**THINGS TO DO**
1. Summarize the Energy Department report article in two sentences.
2. Rewrite the Energy Department report article from "Consumers should have" to "report is recommending.", replacing "third parties" with "outside companies".
3. List the news organizations that the Energy Department report article says Elinor Mills joined or worked or wrote for.

GIVEN PASSAGE: Begin

X

Energy Dept. report: Make smart-grid data sharing opt in

Report recommends giving consumers the right to say who can access their energy usage data and for what purposes.

Elinor Mills Former Staff Writer
Elinor Mills covers Internet security and privacy. She joined CNET News in 2005 after working as a foreign correspondent for Reuters in Portugal and writing for The Industry Standard, the IDG News Service and the Associated Press.
Elinor Mills
2 min read
 
Department of Energy

Consumers should have the right to control access to the data on their energy usage collected by smart meters and be able to decide whether to share it with third parties, a U.S. Department of Energy report is recommending.

Smart meters being deployed today use digital technology and two-way communications to control appliances in homes and keep track of energy usage.

The usage data, tied to specific homes, has "enormous potential to enable utilities or other third-party service providers to help consumers significantly reduce energy consumption, avoid costly breakdowns and repairs, and reduce the overall complexity of running a modern household full of increasingly complex and interactive devices and appliances," the report (PDF) said.

But the ability to link the data to individuals or households makes it particularly sensitive, according to the report, which was released earlier this month.

GIVEN PASSAGE: End
PROVIDED INFORMATION: Begin

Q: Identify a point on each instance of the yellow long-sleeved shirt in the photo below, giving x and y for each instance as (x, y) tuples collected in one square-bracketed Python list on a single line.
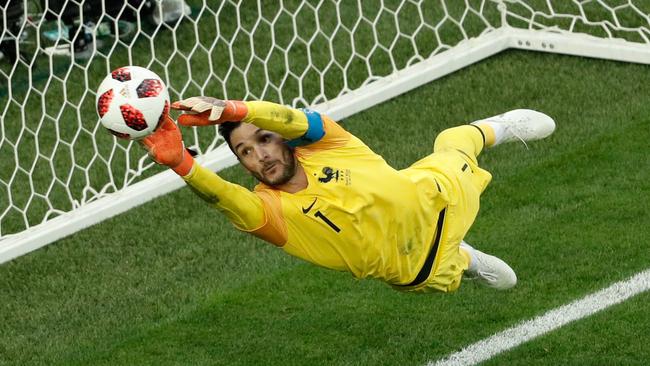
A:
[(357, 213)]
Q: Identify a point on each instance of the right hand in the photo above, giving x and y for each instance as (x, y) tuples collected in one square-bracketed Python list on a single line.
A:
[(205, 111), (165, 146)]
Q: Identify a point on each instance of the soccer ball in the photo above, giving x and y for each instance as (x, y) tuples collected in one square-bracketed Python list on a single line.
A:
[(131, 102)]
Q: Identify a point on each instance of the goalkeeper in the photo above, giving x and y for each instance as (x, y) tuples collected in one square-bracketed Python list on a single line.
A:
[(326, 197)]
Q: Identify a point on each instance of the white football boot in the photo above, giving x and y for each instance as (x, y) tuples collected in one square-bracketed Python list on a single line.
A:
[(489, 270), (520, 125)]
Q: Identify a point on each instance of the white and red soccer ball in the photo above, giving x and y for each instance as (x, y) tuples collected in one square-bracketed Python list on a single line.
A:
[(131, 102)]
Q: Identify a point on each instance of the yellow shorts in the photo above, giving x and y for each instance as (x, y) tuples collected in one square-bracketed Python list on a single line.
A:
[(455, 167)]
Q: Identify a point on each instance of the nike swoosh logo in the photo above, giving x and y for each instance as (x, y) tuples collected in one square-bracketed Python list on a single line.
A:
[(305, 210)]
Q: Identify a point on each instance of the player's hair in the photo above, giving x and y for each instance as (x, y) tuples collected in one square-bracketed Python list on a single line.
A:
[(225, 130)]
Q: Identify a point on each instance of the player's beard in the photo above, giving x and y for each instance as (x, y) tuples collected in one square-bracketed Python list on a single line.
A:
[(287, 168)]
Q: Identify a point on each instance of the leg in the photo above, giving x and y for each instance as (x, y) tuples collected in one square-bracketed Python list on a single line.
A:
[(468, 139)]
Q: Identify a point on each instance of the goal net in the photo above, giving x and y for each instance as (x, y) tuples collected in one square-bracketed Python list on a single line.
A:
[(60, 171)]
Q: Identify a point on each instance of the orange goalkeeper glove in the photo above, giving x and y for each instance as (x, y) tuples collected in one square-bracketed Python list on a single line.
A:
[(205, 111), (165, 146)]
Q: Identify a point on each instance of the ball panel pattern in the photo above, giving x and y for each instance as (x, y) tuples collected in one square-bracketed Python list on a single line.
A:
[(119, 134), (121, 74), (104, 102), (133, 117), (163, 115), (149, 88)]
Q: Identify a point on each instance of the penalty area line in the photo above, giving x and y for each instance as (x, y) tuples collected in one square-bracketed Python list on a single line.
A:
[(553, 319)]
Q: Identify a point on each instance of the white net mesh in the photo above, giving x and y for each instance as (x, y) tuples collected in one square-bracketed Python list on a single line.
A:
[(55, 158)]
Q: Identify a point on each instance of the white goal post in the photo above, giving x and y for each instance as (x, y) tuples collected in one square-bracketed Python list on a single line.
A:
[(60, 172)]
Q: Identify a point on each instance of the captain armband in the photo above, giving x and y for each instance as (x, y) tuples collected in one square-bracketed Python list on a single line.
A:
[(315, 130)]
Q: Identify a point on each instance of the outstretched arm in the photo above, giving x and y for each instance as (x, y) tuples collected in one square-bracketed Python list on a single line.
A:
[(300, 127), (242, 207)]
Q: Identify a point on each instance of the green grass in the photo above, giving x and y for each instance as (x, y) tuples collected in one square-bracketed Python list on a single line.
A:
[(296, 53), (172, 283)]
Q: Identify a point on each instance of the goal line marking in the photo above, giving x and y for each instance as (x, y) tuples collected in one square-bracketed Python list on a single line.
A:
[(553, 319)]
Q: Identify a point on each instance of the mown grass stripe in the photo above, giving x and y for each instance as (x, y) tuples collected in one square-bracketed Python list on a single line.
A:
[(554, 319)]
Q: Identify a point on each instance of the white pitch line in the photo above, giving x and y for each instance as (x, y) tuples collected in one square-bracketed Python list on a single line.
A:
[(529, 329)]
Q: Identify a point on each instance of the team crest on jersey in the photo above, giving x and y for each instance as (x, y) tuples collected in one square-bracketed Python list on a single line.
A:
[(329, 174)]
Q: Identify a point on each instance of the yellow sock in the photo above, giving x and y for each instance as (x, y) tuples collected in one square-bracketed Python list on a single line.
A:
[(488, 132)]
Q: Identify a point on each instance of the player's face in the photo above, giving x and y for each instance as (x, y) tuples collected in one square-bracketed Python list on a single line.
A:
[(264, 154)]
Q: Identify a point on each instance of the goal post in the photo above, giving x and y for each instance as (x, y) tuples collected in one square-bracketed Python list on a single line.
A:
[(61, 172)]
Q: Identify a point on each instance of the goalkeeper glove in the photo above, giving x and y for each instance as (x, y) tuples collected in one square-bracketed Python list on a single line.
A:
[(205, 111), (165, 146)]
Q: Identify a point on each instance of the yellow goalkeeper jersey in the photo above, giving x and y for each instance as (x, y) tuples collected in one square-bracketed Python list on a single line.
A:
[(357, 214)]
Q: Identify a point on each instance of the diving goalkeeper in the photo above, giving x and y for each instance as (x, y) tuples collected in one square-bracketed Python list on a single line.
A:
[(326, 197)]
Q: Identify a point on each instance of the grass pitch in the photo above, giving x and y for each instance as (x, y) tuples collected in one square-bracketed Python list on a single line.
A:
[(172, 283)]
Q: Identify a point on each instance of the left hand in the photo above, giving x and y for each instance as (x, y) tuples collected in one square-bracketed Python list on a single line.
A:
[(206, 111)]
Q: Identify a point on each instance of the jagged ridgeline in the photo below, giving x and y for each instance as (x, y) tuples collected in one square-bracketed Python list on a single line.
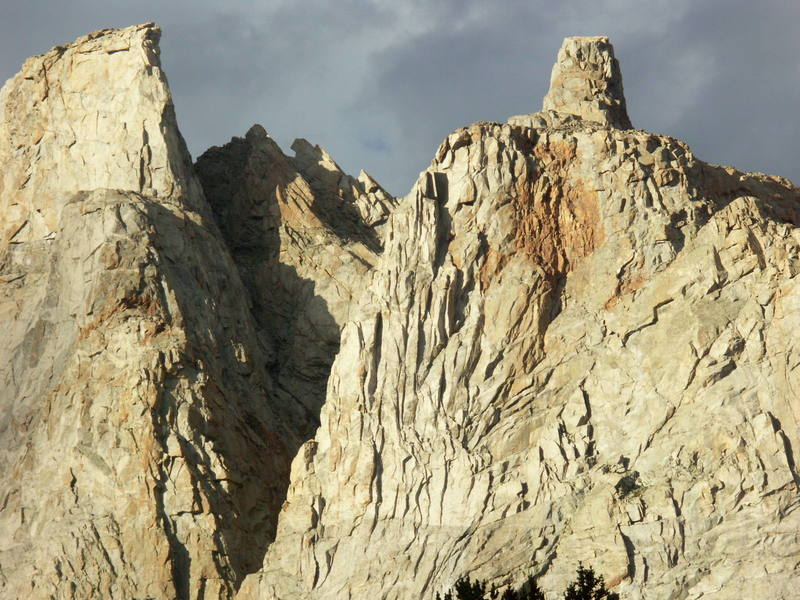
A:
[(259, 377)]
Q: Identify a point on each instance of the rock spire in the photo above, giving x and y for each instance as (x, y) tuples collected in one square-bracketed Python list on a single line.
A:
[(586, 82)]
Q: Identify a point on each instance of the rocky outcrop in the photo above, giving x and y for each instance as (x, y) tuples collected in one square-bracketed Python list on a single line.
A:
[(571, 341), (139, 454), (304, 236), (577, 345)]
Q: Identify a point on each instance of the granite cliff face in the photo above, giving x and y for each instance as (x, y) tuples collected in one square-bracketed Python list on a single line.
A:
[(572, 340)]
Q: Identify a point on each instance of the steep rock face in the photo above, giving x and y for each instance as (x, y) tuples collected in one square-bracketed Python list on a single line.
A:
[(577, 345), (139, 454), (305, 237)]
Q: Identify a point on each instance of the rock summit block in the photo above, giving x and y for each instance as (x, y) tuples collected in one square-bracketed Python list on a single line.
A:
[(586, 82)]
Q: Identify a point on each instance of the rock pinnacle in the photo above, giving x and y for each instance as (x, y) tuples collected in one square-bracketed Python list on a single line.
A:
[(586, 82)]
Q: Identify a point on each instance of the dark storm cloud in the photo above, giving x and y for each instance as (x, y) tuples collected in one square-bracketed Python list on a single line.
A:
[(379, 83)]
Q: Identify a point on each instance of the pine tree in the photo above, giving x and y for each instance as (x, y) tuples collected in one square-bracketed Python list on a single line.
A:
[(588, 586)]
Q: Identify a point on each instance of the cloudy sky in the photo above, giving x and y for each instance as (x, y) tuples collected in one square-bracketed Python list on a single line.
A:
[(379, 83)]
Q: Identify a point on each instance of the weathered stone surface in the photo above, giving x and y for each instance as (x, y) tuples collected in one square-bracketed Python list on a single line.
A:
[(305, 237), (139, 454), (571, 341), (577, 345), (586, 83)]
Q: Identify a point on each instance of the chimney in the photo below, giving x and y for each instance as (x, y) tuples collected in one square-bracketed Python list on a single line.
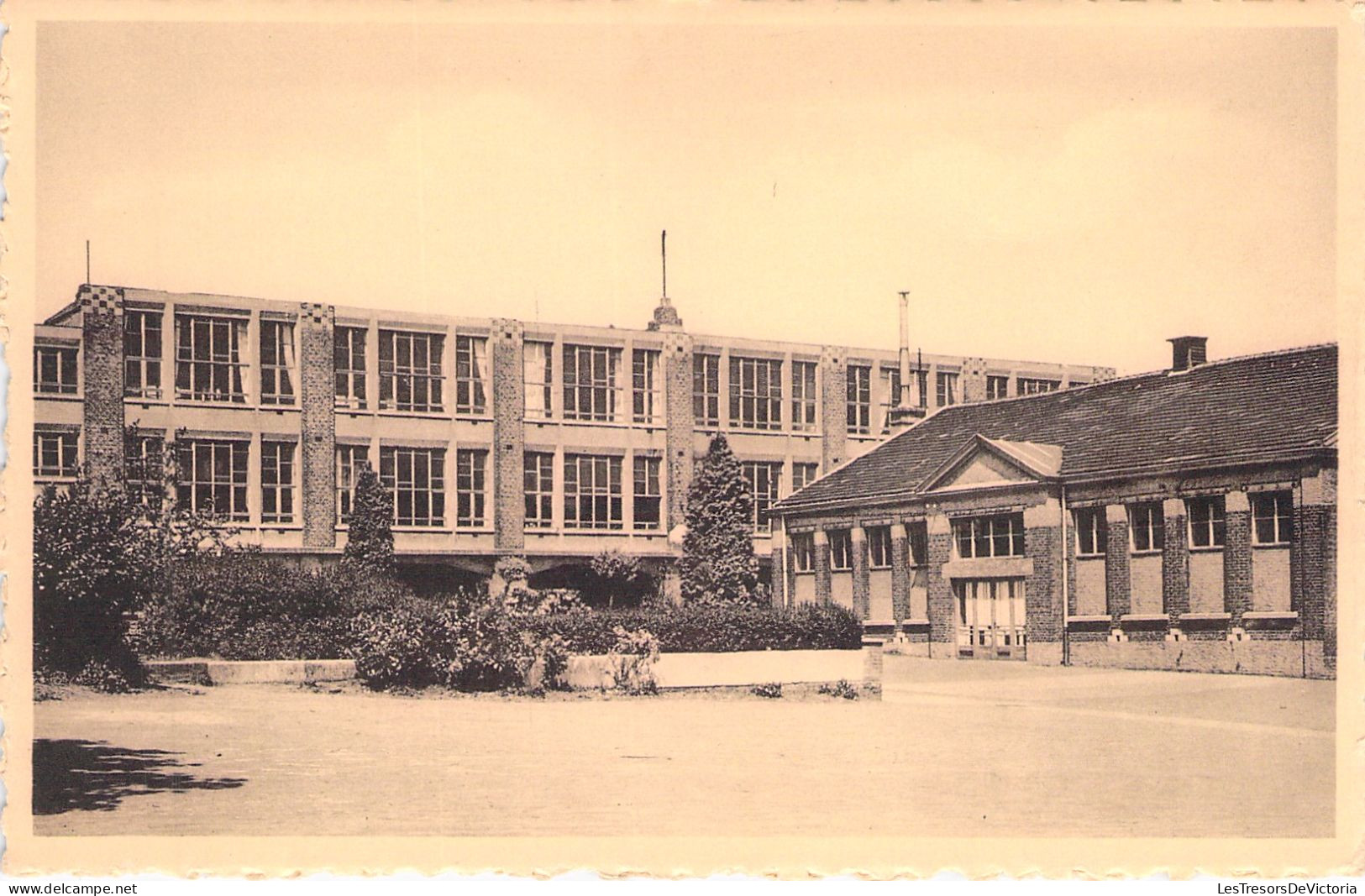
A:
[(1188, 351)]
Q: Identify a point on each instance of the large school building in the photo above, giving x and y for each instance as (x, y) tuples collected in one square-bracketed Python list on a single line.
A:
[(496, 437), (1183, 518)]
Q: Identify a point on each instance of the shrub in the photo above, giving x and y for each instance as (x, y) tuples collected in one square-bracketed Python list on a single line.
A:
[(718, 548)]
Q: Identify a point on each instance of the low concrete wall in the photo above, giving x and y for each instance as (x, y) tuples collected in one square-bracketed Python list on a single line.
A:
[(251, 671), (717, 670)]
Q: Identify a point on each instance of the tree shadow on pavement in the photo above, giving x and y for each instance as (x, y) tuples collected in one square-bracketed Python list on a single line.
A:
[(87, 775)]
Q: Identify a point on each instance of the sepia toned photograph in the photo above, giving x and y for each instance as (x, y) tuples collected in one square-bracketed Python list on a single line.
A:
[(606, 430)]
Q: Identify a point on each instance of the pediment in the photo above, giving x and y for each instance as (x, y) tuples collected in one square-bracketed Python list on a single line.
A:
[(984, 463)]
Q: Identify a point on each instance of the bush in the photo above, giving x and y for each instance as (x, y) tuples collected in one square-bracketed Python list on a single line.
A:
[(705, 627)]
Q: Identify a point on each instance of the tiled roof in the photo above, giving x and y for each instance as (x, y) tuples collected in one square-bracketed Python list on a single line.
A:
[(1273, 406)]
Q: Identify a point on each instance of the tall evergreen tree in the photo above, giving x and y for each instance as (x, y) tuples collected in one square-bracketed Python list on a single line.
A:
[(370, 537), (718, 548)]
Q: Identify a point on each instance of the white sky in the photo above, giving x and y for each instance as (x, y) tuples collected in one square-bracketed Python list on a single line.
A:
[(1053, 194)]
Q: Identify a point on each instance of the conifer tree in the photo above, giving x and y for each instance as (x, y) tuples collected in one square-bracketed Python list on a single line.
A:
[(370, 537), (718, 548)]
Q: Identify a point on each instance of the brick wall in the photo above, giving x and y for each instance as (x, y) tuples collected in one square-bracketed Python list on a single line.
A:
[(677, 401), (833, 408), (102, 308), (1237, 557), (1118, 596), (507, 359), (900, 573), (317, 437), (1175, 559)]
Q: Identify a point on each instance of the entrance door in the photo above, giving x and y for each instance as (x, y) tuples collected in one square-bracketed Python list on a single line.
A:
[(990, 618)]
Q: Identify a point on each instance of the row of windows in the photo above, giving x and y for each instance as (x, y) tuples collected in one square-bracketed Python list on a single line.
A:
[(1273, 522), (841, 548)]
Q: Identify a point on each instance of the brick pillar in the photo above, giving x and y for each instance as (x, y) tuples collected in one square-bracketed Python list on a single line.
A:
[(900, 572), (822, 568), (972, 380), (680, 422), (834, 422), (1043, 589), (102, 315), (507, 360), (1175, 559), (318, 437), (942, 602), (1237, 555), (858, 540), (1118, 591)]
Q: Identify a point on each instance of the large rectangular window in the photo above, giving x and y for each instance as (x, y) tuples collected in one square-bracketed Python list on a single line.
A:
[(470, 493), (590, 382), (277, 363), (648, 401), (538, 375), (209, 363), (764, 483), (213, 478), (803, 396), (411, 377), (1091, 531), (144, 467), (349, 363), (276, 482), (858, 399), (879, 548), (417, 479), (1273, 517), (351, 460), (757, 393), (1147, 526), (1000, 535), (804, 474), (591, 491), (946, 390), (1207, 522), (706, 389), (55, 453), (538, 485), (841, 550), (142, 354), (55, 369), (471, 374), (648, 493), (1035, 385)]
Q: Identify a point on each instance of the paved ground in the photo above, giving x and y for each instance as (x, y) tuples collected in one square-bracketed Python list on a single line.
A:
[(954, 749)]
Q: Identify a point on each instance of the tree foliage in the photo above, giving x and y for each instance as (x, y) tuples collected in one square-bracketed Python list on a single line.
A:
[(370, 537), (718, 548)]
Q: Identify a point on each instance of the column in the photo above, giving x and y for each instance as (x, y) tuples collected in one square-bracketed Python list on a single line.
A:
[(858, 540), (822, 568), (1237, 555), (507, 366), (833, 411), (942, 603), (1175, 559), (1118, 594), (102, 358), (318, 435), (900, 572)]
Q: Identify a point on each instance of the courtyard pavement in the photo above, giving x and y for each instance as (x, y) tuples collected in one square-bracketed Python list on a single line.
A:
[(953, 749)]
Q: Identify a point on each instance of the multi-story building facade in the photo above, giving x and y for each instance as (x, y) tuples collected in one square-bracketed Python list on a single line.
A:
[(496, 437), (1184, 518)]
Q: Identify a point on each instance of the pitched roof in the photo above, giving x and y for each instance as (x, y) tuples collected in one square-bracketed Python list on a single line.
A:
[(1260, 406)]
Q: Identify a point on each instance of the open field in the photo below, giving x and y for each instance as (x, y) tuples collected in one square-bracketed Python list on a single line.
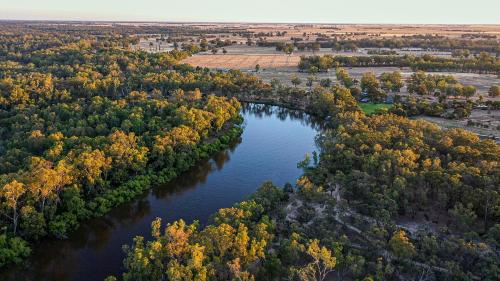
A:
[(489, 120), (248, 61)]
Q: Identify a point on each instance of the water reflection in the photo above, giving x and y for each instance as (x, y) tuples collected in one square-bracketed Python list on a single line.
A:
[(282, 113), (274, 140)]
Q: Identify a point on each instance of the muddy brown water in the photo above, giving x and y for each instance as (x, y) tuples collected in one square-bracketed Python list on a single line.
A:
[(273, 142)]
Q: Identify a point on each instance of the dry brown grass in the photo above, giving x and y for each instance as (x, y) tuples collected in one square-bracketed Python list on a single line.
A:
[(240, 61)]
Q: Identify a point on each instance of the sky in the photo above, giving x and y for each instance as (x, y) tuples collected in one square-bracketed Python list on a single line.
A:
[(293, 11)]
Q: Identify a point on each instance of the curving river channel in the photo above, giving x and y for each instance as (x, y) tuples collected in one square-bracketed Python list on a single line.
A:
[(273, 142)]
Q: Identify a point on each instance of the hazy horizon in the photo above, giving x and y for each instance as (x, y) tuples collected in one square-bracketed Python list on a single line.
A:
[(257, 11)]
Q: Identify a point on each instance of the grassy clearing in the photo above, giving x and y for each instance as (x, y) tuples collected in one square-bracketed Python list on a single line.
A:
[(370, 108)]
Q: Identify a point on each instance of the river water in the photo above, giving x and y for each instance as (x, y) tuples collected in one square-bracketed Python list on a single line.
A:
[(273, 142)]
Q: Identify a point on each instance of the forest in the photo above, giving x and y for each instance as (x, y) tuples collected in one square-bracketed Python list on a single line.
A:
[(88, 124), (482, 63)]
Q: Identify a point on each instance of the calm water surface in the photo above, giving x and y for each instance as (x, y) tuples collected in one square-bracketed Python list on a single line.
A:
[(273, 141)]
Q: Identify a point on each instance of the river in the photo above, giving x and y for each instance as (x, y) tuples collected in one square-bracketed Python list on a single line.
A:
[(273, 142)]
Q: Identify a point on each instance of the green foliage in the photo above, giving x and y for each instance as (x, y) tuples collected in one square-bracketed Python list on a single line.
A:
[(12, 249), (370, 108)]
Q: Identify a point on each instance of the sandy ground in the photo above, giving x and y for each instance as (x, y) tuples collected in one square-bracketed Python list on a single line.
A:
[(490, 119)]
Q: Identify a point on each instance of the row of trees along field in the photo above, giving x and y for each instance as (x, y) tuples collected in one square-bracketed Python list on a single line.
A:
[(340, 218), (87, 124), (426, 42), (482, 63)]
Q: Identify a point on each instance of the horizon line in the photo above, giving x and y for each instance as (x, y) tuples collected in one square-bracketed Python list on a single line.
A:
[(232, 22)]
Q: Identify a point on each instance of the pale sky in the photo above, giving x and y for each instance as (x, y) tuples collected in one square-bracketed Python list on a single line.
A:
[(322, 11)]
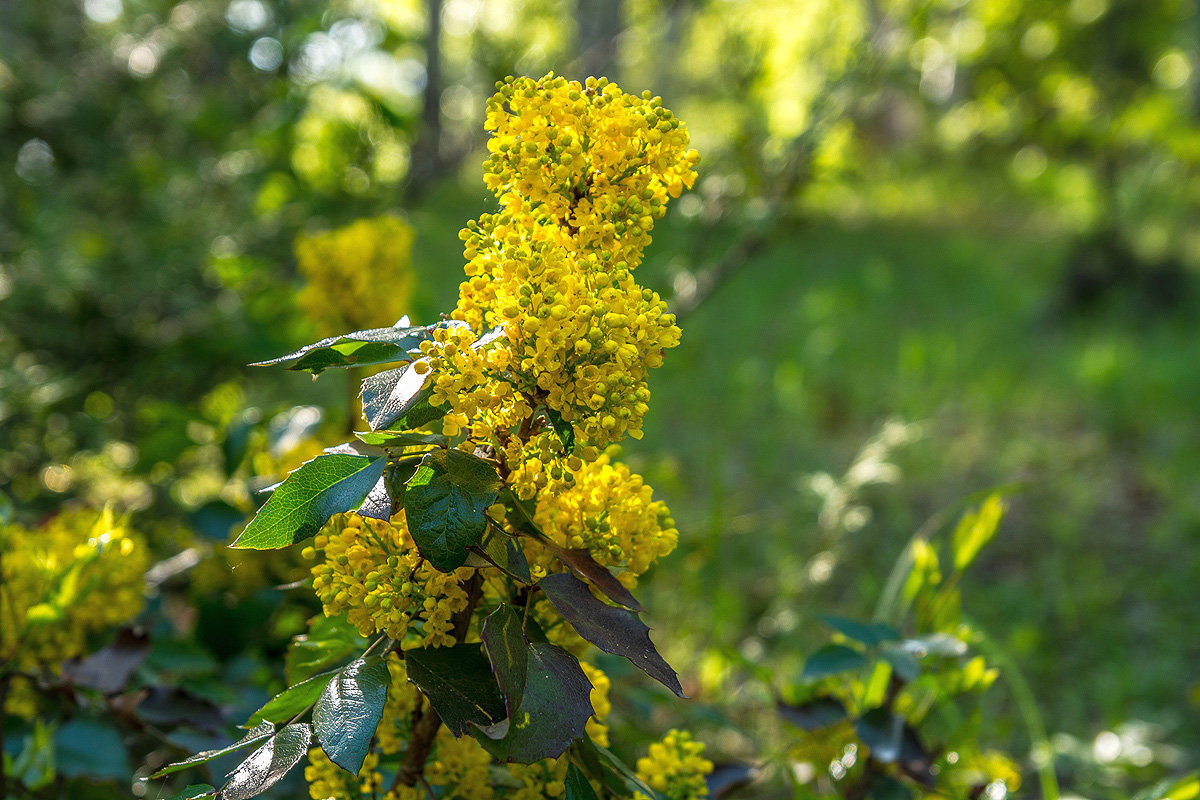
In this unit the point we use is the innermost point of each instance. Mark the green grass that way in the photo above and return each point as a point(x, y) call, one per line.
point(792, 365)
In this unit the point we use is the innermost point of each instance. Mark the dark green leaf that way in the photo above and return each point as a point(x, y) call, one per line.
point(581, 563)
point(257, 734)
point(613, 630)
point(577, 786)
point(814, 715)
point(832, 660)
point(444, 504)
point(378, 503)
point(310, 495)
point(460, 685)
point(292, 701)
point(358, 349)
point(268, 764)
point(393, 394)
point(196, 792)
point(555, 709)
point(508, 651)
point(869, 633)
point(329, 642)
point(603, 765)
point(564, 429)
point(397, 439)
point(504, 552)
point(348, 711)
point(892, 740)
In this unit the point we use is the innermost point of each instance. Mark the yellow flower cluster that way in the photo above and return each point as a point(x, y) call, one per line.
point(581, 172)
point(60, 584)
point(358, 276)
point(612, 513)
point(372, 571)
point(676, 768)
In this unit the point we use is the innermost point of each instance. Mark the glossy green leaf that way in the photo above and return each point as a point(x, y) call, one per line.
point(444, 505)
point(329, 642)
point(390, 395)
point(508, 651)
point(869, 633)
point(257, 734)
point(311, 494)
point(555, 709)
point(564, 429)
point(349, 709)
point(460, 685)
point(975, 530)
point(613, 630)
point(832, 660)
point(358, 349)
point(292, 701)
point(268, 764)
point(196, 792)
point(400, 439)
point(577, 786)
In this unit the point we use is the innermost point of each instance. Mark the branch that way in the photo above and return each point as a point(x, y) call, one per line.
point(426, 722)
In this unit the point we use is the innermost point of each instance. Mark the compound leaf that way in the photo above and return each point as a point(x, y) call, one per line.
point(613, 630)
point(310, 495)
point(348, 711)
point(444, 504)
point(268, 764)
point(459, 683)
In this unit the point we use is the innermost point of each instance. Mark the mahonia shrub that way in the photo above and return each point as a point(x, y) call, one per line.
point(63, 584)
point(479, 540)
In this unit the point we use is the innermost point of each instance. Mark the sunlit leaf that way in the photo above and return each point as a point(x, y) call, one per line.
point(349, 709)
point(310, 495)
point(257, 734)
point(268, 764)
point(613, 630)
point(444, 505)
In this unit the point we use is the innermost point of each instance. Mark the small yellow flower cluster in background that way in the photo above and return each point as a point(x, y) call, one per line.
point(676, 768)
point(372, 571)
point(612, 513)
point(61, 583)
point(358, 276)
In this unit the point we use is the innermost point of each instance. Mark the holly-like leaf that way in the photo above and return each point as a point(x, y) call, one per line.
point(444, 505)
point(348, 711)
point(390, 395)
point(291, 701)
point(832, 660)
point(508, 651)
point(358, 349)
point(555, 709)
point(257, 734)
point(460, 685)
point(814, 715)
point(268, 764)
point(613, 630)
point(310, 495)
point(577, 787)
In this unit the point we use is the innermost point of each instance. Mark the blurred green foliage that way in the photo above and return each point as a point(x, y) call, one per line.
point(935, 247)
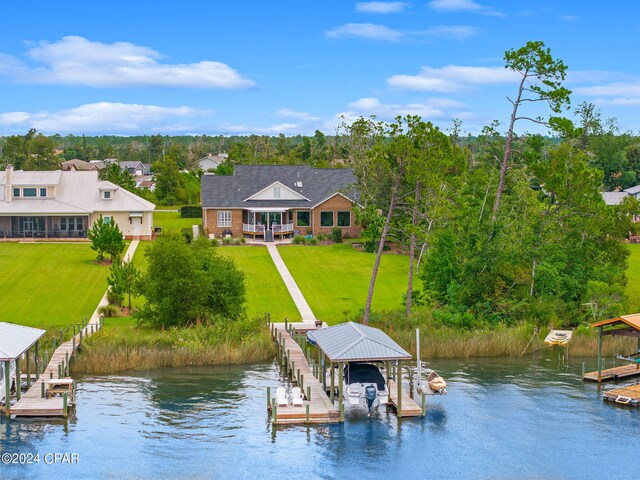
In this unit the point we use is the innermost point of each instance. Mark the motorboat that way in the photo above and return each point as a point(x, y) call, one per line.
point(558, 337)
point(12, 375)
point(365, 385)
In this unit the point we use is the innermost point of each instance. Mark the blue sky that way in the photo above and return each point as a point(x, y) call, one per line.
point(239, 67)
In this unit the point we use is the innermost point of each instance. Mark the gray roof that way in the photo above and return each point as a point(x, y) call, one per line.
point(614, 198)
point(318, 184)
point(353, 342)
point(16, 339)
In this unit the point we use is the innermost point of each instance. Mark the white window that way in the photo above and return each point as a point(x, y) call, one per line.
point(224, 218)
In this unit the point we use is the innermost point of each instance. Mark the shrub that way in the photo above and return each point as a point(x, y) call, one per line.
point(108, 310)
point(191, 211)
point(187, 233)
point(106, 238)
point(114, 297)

PROVIDED INFORMATION: End

**ACTIVITY ANSWERS**
1. A U.S. Department of Energy report recommends that consumers have the right to control access to the energy usage data collected by smart meters and to decide whether to share it with third parties. The report says this household-linked data could help consumers cut energy use and avoid costly repairs, but the ability to link it to individuals or households makes it particularly sensitive.

2.
Consumers should have the right to control access to the data on their energy usage collected by smart meters and be able to decide whether to share it with outside companies, a U.S. Department of Energy report is recommending.

3.
- CNET News
- Reuters
- The Industry Standard
- The IDG News Service
- The Associated Press